Exercise input
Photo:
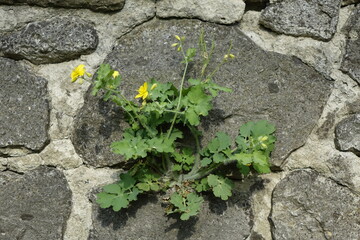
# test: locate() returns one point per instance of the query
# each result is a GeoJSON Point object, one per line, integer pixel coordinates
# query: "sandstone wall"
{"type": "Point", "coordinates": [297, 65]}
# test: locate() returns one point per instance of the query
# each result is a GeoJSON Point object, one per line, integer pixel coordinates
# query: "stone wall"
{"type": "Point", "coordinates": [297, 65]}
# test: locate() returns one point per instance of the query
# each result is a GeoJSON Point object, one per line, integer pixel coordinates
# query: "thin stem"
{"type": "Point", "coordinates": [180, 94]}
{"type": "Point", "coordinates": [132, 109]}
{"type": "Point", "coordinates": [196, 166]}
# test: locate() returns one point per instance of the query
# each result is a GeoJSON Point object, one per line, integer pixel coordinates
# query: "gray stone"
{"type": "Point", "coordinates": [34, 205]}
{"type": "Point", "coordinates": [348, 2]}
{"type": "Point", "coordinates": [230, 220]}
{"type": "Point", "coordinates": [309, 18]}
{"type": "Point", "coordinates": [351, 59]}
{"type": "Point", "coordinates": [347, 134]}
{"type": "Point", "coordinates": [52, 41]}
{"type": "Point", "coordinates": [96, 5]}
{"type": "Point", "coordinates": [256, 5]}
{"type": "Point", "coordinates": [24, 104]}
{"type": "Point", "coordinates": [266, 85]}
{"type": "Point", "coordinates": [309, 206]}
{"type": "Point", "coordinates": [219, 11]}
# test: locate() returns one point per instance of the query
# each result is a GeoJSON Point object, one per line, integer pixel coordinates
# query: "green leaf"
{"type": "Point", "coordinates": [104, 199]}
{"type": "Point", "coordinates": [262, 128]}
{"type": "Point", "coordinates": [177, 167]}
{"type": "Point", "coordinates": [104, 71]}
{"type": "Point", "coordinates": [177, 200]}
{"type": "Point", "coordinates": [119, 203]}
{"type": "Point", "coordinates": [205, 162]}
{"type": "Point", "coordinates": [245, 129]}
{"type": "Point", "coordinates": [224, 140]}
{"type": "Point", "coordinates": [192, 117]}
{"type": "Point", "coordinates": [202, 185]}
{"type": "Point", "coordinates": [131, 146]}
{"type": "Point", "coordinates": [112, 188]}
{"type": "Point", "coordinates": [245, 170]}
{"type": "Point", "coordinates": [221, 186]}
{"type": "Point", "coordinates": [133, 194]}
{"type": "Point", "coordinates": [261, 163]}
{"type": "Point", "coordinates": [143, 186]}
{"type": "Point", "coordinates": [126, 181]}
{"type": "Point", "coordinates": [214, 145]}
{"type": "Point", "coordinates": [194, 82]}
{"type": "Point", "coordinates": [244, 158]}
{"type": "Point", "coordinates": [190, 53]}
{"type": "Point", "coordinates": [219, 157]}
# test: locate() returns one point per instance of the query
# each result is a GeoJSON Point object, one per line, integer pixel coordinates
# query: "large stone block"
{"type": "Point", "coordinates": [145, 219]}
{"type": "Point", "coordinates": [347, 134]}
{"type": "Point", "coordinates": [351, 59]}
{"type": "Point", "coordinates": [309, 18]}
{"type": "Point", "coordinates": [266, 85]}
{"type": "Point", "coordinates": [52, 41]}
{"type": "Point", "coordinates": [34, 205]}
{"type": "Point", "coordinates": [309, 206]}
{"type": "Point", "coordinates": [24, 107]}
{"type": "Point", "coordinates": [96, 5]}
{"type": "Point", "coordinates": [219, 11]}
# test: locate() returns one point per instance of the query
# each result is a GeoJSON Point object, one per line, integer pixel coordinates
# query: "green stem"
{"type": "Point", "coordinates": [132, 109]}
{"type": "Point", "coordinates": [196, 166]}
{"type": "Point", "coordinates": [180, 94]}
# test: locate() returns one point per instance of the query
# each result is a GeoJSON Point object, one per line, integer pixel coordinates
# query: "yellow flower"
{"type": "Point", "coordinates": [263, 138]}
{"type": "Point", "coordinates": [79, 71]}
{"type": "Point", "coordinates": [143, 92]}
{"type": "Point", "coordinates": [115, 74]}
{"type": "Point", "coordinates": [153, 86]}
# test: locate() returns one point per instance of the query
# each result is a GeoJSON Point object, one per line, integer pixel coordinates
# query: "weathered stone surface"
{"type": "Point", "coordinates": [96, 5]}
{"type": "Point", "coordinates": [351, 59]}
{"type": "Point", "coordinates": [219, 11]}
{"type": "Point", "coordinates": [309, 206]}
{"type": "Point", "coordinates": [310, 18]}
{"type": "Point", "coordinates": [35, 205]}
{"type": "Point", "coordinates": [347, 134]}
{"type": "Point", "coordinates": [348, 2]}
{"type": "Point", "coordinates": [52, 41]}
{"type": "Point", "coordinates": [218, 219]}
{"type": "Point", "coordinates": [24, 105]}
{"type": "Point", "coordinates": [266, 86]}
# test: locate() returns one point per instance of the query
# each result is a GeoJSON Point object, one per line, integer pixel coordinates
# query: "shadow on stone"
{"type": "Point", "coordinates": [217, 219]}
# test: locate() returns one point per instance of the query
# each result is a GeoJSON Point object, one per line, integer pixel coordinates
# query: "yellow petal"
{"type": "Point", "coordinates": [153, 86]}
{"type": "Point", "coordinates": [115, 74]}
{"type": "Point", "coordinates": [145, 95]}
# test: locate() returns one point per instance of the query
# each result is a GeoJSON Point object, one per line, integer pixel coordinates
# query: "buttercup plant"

Exercise brief
Give the material again exactly as it is, but keep the pictures out.

Response
Photo:
# test: locate() returns one point per instance of the query
# each result is a GeoJSON Point object, one per line, integer pixel coordinates
# query: "sandstone wall"
{"type": "Point", "coordinates": [297, 65]}
# test: locate() returns one point per instance of the query
# each result is a GeoJSON Point object, one per line, integer pixel coordinates
# query: "stone wall"
{"type": "Point", "coordinates": [297, 65]}
# test: locate() returns one point per instance of the query
# each result is a GeoJSON Point object, one per line, integer pixel coordinates
# query: "thin stem"
{"type": "Point", "coordinates": [180, 94]}
{"type": "Point", "coordinates": [132, 109]}
{"type": "Point", "coordinates": [196, 166]}
# test: locate() returns one point per instance of the query
# each result is a GeoJSON Point object, one per line, integer pixel coordinates
# query: "gray stone"
{"type": "Point", "coordinates": [34, 205]}
{"type": "Point", "coordinates": [348, 2]}
{"type": "Point", "coordinates": [230, 220]}
{"type": "Point", "coordinates": [309, 18]}
{"type": "Point", "coordinates": [351, 59]}
{"type": "Point", "coordinates": [347, 134]}
{"type": "Point", "coordinates": [52, 41]}
{"type": "Point", "coordinates": [96, 5]}
{"type": "Point", "coordinates": [256, 5]}
{"type": "Point", "coordinates": [24, 104]}
{"type": "Point", "coordinates": [266, 85]}
{"type": "Point", "coordinates": [309, 206]}
{"type": "Point", "coordinates": [219, 11]}
# test: locate() returns one point per instance of the query
# each result is a GeoJSON Point object, one per line, integer pixel coordinates
# query: "green leaf"
{"type": "Point", "coordinates": [104, 199]}
{"type": "Point", "coordinates": [262, 128]}
{"type": "Point", "coordinates": [177, 167]}
{"type": "Point", "coordinates": [104, 71]}
{"type": "Point", "coordinates": [177, 200]}
{"type": "Point", "coordinates": [119, 203]}
{"type": "Point", "coordinates": [205, 162]}
{"type": "Point", "coordinates": [245, 129]}
{"type": "Point", "coordinates": [224, 140]}
{"type": "Point", "coordinates": [192, 117]}
{"type": "Point", "coordinates": [202, 185]}
{"type": "Point", "coordinates": [131, 146]}
{"type": "Point", "coordinates": [112, 188]}
{"type": "Point", "coordinates": [245, 170]}
{"type": "Point", "coordinates": [221, 186]}
{"type": "Point", "coordinates": [133, 194]}
{"type": "Point", "coordinates": [261, 163]}
{"type": "Point", "coordinates": [143, 186]}
{"type": "Point", "coordinates": [126, 181]}
{"type": "Point", "coordinates": [214, 145]}
{"type": "Point", "coordinates": [194, 82]}
{"type": "Point", "coordinates": [244, 158]}
{"type": "Point", "coordinates": [190, 53]}
{"type": "Point", "coordinates": [219, 157]}
# test: locate() returns one point per instance of the query
# each result is a GeoJSON Point object, one per line, integer pixel coordinates
# query: "large stone block"
{"type": "Point", "coordinates": [145, 219]}
{"type": "Point", "coordinates": [347, 134]}
{"type": "Point", "coordinates": [351, 59]}
{"type": "Point", "coordinates": [309, 18]}
{"type": "Point", "coordinates": [266, 85]}
{"type": "Point", "coordinates": [52, 41]}
{"type": "Point", "coordinates": [34, 205]}
{"type": "Point", "coordinates": [309, 206]}
{"type": "Point", "coordinates": [24, 107]}
{"type": "Point", "coordinates": [96, 5]}
{"type": "Point", "coordinates": [219, 11]}
# test: locate() returns one point per instance of the query
# each result is a GeoJSON Point object, one per line, integer pixel coordinates
# query: "green stem"
{"type": "Point", "coordinates": [132, 109]}
{"type": "Point", "coordinates": [196, 166]}
{"type": "Point", "coordinates": [180, 94]}
# test: locate() returns one point per instance of the query
# each result is a GeoJSON Point object, one per line, integer pixel coordinates
# query: "yellow flower"
{"type": "Point", "coordinates": [263, 138]}
{"type": "Point", "coordinates": [79, 71]}
{"type": "Point", "coordinates": [143, 92]}
{"type": "Point", "coordinates": [115, 74]}
{"type": "Point", "coordinates": [153, 86]}
# test: locate() returns one point per instance of the query
# each result is a GeoJSON Point object, one per line, integer pixel coordinates
# query: "weathered stone surface"
{"type": "Point", "coordinates": [96, 5]}
{"type": "Point", "coordinates": [351, 59]}
{"type": "Point", "coordinates": [219, 11]}
{"type": "Point", "coordinates": [309, 206]}
{"type": "Point", "coordinates": [310, 18]}
{"type": "Point", "coordinates": [35, 205]}
{"type": "Point", "coordinates": [347, 134]}
{"type": "Point", "coordinates": [348, 2]}
{"type": "Point", "coordinates": [52, 41]}
{"type": "Point", "coordinates": [218, 219]}
{"type": "Point", "coordinates": [24, 105]}
{"type": "Point", "coordinates": [266, 86]}
# test: locate() returns one point per instance of the query
# each result is a GeoJSON Point object, one per line, integer pixel coordinates
# query: "shadow on stone"
{"type": "Point", "coordinates": [217, 219]}
# test: locate() returns one point per instance of the query
# each result is a GeoJSON Point object, one per line, integer pixel coordinates
# query: "yellow petal"
{"type": "Point", "coordinates": [153, 86]}
{"type": "Point", "coordinates": [115, 74]}
{"type": "Point", "coordinates": [145, 95]}
# test: locate() returns one point per instance of the query
# each result is a GeoJSON Point object, one per line, integer pixel coordinates
# query: "buttercup plant"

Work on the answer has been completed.